Stored dataset items
━━━━

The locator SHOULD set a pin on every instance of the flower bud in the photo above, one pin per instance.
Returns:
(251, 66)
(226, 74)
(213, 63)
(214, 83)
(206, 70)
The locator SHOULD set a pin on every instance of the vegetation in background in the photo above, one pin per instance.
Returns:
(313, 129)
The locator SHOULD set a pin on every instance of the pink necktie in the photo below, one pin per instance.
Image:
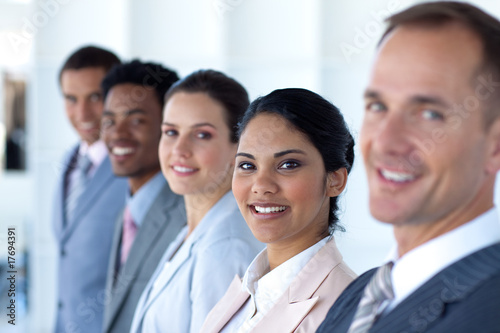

━━━━

The problem: Collect from the data above every line that includes "SHOULD".

Reply to the task:
The locator SHOULD set a pin on every instance of the flower bud in the photo above, one pin per instance.
The locator SHOULD set a pin on every instance of the vegetation in background in the photo above, one pin per instance.
The locator SHOULD set a pin on every instance of the pink necktie in the photo below, one pin per instance.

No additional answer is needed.